RAW DATA –
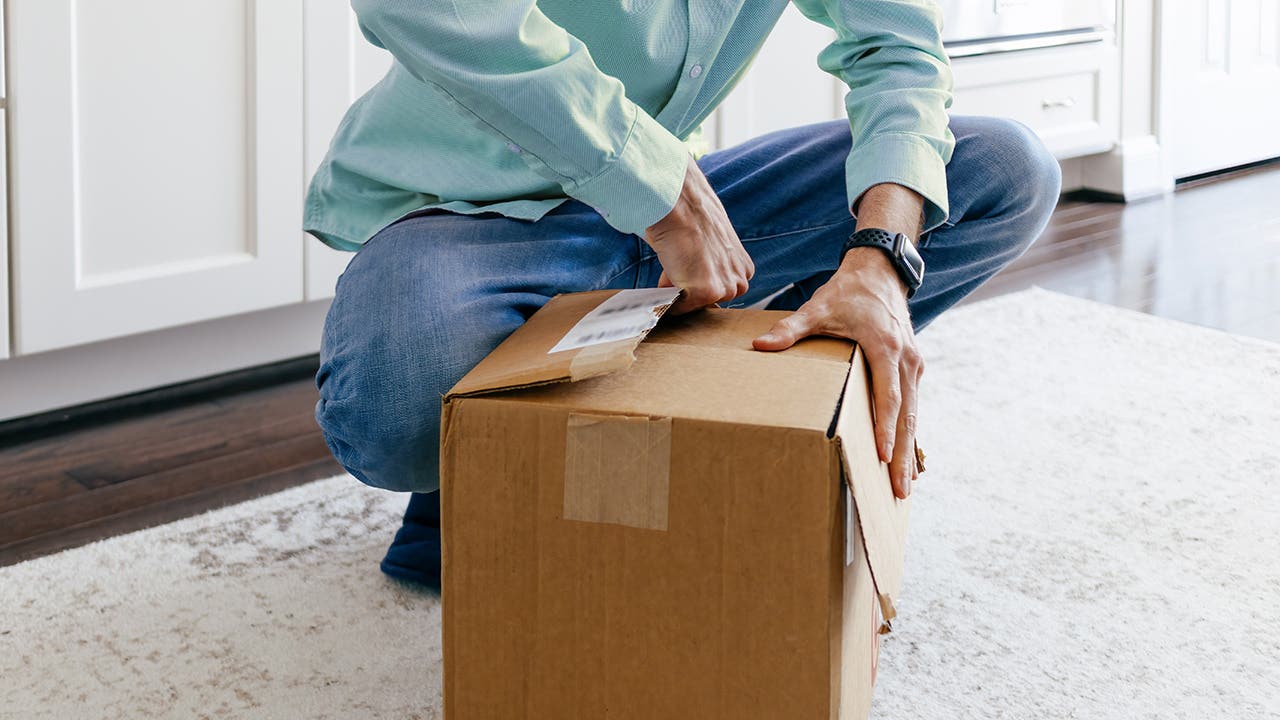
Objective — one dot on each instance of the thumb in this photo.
(784, 333)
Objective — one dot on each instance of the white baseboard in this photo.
(1133, 171)
(73, 376)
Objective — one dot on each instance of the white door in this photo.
(155, 164)
(4, 229)
(1219, 82)
(784, 89)
(341, 65)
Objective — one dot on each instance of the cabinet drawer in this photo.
(1065, 95)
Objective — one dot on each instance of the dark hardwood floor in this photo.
(1208, 254)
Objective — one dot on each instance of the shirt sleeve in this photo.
(890, 55)
(516, 73)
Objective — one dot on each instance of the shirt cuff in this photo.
(641, 183)
(906, 160)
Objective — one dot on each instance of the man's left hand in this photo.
(865, 301)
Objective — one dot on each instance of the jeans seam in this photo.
(618, 274)
(796, 231)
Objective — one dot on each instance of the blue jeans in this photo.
(430, 295)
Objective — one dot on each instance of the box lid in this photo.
(526, 358)
(695, 367)
(702, 367)
(882, 518)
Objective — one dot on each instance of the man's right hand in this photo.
(699, 249)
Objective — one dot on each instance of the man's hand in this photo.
(865, 301)
(699, 249)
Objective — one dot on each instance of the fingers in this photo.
(887, 399)
(786, 332)
(698, 296)
(903, 466)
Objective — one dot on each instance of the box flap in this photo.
(572, 337)
(881, 516)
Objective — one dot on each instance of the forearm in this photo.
(891, 206)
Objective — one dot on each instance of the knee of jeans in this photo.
(1032, 183)
(379, 440)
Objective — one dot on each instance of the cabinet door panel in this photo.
(1220, 82)
(155, 164)
(341, 65)
(785, 87)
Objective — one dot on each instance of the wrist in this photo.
(873, 268)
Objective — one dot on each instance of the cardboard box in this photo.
(661, 527)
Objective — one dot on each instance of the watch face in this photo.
(912, 261)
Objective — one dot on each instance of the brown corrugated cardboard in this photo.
(656, 527)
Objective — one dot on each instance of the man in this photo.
(517, 150)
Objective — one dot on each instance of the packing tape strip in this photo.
(617, 470)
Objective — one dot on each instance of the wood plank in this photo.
(159, 487)
(158, 514)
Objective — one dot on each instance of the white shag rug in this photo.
(1097, 537)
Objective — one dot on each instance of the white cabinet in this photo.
(784, 89)
(1068, 95)
(341, 65)
(1219, 83)
(155, 165)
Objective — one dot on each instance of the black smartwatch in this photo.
(906, 260)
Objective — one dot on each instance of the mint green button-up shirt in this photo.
(512, 106)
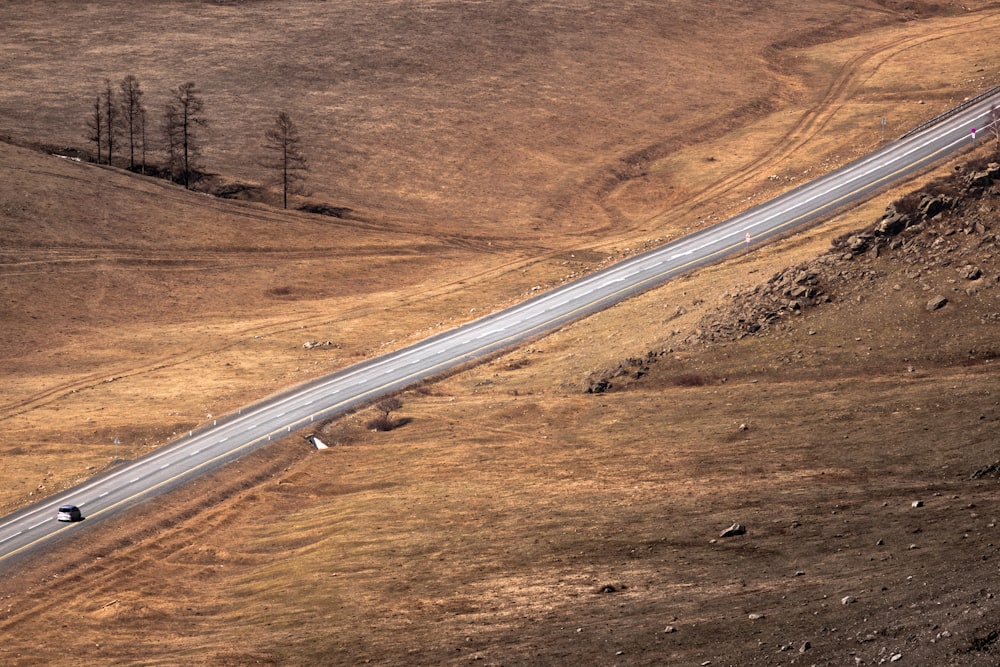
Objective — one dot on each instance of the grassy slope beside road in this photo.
(490, 523)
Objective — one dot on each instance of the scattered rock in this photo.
(937, 303)
(970, 272)
(734, 530)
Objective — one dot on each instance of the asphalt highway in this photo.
(28, 530)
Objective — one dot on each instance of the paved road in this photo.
(26, 531)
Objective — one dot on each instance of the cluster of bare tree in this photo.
(995, 125)
(118, 122)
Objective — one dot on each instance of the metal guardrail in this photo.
(951, 112)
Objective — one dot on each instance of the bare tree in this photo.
(282, 142)
(182, 117)
(111, 123)
(95, 127)
(383, 422)
(142, 134)
(132, 114)
(995, 124)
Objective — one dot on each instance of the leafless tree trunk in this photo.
(282, 142)
(132, 112)
(95, 127)
(995, 125)
(110, 120)
(182, 118)
(142, 132)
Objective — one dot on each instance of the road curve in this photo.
(34, 527)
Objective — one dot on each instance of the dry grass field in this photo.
(486, 149)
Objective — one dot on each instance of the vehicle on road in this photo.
(69, 513)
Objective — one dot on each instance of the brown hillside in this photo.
(487, 151)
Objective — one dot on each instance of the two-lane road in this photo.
(226, 439)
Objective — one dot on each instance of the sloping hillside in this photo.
(514, 518)
(806, 391)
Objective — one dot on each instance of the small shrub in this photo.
(691, 380)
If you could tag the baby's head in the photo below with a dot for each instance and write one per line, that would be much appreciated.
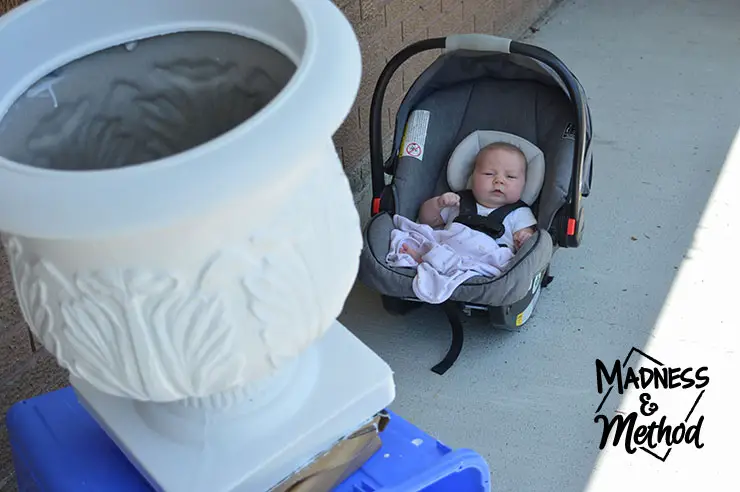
(499, 175)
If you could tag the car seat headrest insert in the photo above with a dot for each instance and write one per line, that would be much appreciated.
(462, 160)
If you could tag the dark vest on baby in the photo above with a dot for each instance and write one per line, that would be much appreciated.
(491, 224)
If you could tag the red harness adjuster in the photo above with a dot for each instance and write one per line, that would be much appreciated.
(571, 227)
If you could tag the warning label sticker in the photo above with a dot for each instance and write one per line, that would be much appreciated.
(415, 137)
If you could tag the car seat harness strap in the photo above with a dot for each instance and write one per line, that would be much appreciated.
(491, 224)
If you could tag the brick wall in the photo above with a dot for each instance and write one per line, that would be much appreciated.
(384, 27)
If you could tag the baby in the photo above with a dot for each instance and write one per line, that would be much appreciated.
(499, 175)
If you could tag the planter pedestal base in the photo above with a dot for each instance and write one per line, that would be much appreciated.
(337, 385)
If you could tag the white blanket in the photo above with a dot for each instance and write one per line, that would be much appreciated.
(450, 256)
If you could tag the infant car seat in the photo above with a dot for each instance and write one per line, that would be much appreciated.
(481, 89)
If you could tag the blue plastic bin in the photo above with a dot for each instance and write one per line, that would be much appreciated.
(58, 447)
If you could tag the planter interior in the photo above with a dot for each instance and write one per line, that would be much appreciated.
(142, 101)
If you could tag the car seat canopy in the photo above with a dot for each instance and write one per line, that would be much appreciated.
(462, 160)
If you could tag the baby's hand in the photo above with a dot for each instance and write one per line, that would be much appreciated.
(521, 236)
(448, 199)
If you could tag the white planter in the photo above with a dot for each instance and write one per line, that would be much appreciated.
(192, 274)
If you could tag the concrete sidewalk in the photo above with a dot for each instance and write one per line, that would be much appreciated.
(655, 272)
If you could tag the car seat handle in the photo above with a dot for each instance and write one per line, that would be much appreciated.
(477, 42)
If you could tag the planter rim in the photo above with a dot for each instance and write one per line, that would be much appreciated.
(57, 204)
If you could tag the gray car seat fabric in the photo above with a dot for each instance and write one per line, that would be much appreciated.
(461, 97)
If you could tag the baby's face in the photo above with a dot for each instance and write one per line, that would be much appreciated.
(498, 177)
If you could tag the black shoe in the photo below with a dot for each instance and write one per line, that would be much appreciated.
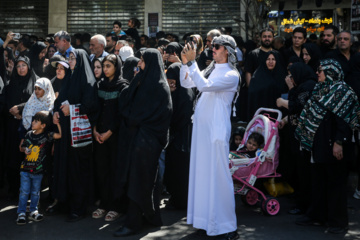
(73, 217)
(228, 236)
(295, 211)
(337, 230)
(200, 232)
(306, 221)
(124, 231)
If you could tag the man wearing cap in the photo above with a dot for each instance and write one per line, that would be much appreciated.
(211, 202)
(97, 47)
(62, 43)
(126, 52)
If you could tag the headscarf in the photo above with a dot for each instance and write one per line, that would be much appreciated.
(36, 63)
(78, 86)
(56, 82)
(34, 104)
(128, 69)
(266, 85)
(100, 59)
(332, 95)
(315, 54)
(147, 100)
(20, 88)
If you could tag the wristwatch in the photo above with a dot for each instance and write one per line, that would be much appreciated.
(338, 142)
(190, 63)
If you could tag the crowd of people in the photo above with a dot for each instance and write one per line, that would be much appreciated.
(158, 116)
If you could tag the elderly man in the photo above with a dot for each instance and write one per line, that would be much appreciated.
(211, 202)
(63, 43)
(97, 46)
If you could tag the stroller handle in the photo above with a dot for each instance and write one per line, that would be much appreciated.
(279, 114)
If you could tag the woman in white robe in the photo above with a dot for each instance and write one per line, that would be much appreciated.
(211, 202)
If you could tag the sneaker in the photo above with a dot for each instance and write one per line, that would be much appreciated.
(356, 194)
(21, 220)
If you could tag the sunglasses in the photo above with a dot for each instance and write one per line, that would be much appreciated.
(216, 46)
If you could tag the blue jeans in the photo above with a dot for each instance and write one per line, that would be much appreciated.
(29, 184)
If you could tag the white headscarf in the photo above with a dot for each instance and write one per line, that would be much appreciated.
(34, 104)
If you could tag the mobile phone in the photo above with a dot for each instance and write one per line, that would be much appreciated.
(16, 36)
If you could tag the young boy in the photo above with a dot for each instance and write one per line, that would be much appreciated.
(254, 142)
(35, 145)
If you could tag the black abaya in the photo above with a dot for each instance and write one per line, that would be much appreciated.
(177, 158)
(72, 165)
(266, 86)
(146, 109)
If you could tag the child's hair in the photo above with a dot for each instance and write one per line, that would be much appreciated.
(239, 131)
(43, 117)
(257, 137)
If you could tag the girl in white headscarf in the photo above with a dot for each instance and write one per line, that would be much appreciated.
(42, 99)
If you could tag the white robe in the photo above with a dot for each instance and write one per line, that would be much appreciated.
(211, 201)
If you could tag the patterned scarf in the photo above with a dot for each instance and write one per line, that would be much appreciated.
(332, 95)
(34, 104)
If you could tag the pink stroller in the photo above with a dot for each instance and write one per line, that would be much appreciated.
(245, 171)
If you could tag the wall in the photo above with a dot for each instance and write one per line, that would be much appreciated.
(57, 15)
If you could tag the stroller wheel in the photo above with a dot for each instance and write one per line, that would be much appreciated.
(250, 198)
(270, 206)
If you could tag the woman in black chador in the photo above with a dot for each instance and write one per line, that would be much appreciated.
(106, 136)
(177, 158)
(266, 85)
(17, 93)
(72, 164)
(145, 107)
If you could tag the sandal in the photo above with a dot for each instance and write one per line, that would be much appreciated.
(112, 216)
(21, 220)
(99, 213)
(36, 216)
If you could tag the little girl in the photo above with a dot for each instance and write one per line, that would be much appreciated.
(254, 142)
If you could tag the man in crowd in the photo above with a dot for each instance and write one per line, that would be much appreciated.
(111, 40)
(343, 53)
(119, 45)
(63, 43)
(206, 56)
(298, 39)
(257, 56)
(329, 41)
(97, 47)
(211, 204)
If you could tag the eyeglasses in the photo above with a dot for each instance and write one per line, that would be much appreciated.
(345, 39)
(216, 46)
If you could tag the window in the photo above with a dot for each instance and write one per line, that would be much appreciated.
(30, 17)
(199, 16)
(98, 16)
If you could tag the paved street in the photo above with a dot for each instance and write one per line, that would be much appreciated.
(252, 224)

WHAT IS ASKED – Repeat, exactly and only, the lines above from the one containing "If you could tag the man in" through the end of the material.

CORRECT RESPONSE –
If you could tag the man in crowd in the photo above with a dot for each instance and write one per line, that would be much appreciated.
(111, 40)
(343, 53)
(119, 45)
(63, 43)
(206, 56)
(298, 39)
(257, 56)
(329, 41)
(97, 47)
(211, 204)
If you could tag the eyeglasses in the photo above with a dot for each instance and write one per line, that would be much appreciated.
(345, 39)
(216, 46)
If you could tag the window in the photo above with a dot for each instance and write one per line, that would be much appreciated.
(30, 17)
(199, 16)
(98, 16)
If you could tag the paved street in the photo above with a dot for each instance and write one per line, that would be much appreciated.
(252, 224)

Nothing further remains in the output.